■ **ПОСТАВЛЕННАЯ ЗАДАЧА**:
Верните дословно все строки каждой позиции ниже, опустив изображения.

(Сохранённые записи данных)
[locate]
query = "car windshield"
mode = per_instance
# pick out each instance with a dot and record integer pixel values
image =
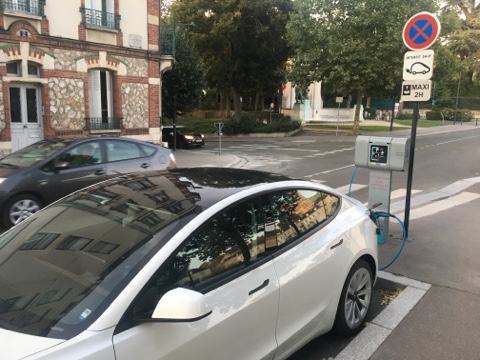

■ **РЕШЕНИЕ ЗАДАЧИ**:
[locate]
query = "car windshield"
mode = per_instance
# pick out each instance with a dot and record integer pixel values
image =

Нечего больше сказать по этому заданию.